DIRECTIONS – How many lines in the records below contain the string "black" with its case matched? Give only the number.
** START OF INFORMATION SHOWN **
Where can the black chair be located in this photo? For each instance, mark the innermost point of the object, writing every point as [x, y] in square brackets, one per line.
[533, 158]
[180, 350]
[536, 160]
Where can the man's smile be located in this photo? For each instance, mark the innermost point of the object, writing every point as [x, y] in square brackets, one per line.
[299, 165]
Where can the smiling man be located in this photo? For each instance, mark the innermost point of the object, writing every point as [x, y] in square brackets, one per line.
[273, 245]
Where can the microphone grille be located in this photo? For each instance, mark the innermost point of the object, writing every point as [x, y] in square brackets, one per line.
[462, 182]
** END OF INFORMATION SHOWN **
** START OF INFORMATION SHOWN **
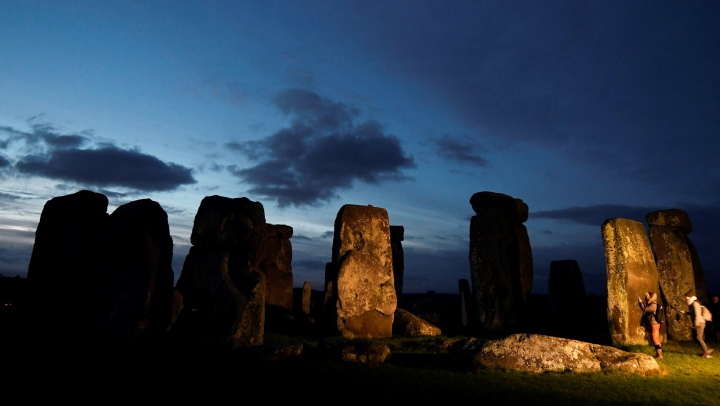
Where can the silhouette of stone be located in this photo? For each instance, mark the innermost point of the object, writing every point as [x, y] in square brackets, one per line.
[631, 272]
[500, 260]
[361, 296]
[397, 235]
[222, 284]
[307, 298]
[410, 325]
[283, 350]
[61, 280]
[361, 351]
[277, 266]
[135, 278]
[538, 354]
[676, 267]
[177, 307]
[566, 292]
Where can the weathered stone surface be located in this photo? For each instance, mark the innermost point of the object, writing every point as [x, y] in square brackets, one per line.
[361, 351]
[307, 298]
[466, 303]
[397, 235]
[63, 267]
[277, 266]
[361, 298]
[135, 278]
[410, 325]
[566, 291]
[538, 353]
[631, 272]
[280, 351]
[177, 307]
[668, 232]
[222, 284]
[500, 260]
** END OF INFORMATION SHOWN **
EXERCISE ANSWER – 1